WHAT YOU WILL DO
#1 State whether each statement agrees with the text on the Himmelstrasse series, giving yes or no and quoting the deciding words: (a) The black-and-white images were shot on a Canon 5D Mark 2. (b) Griffin spent a number of weeks in Poland during the winter of 2015. (c) The title Himmelstrasse translates as "Heaven Street".
#2 Reproduce, word for word, the passage of the text on the Himmelstrasse series from "Brian Griffin’s Himmelstrasse" to "camps during WWII.".

PAGE TEXT

**********

Brian Griffin’s Himmelstrasse series documents the railway tracks across Poland that once transported prisoners from around Europe to the Nazi German extermination camps during WWII.
Griffin’s original focus began on the Sobibór gas chambers and the railways found in the surrounding locations, which expanded to include Hitler’s Eastern Front military headquarters at the Wolf’s Lair, to the State Rail System leading to the camps of Belzec, Chelmno, Stutthof and Treblinka, along with Sobibór.
“During WWII these were railway lines that conveyed passengers that had paid for a one way ticket. All the images were taken from my head height as I stood between the rails looking out into the far distance,” photographer Griffen explains. “Page after page you have railway lines going off into infinity, with the occasional one going around a bend.”
The series came about after Griffin’s visit to the area last year, when a retrospective of his music photography was being exhibited at the Fotofestival in Lodz. “Whilst travelling by train from Lodz to Warsaw I was fascinated by the railway tracks that had been constructed through the forests of Poland,” he says. “Mentioning this to my dear friend Anne Braybon who had commissioned me to work on the London Olympics 2012 for the National Portrait Gallery, she said ‘Oh the same railway tracks that supplied the prisoners to the Death Camps’. That was it, I felt totally inspired and had a concept.”
The series was shot on a Mamiya 7 film camera for the black-and-white images and then a Canon 5D Mark 2 for the colour. “My kit was constructed to fulfill this type of project where I needed portability in order to walk miles,” Griffin explains.
“Each day I would be out shooting from 5.30am, driving hours and walking miles up these railway tracks,” he continues. “I was there a number of weeks throughout the winter of 2015. It was quite harsh as essentially the work involved the far east and north east of Poland.”
The book’s title, Himmelstrasse, translates as ‘Heaven Street’, and comes from a cruel Nazi joke, originally used to describe the final journey to the gas chambers. In particular, as Griffin describes, “the name is derived from the signage above the outdoor corridor that ferried the prisoners down to the gas chamber at the death camp Treblinka in Eastern Poland,” he says.
The relentlessness of the images, with the often desolate landscapes, evokes a quiet remembrance. “The book is totally conceptual. If it was a musical piece it would be regarded as a Mantra,” Griffin says. “The continual image repetition delivers you into a meditative state.”

**********

GIVEN DATA
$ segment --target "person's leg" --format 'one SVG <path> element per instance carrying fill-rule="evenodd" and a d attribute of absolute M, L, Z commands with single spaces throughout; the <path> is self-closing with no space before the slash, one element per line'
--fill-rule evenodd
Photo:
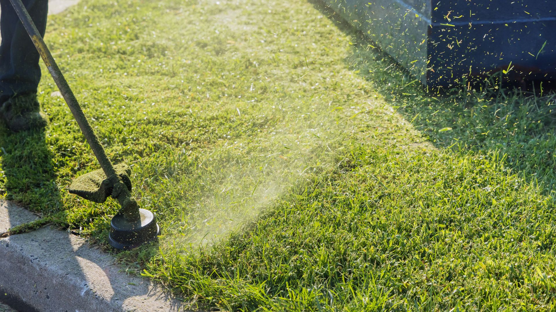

**********

SOLUTIONS BELOW
#1
(a) No: "The series was shot on a Mamiya 7 film camera for the black-and-white images"
(b) Yes: "I was there a number of weeks throughout the winter of 2015."
(c) Yes: "Himmelstrasse, translates as ‘Heaven Street’"

#2
Brian Griffin’s Himmelstrasse series documents the railway tracks across Poland that once transported prisoners from around Europe to the Nazi German extermination camps during WWII.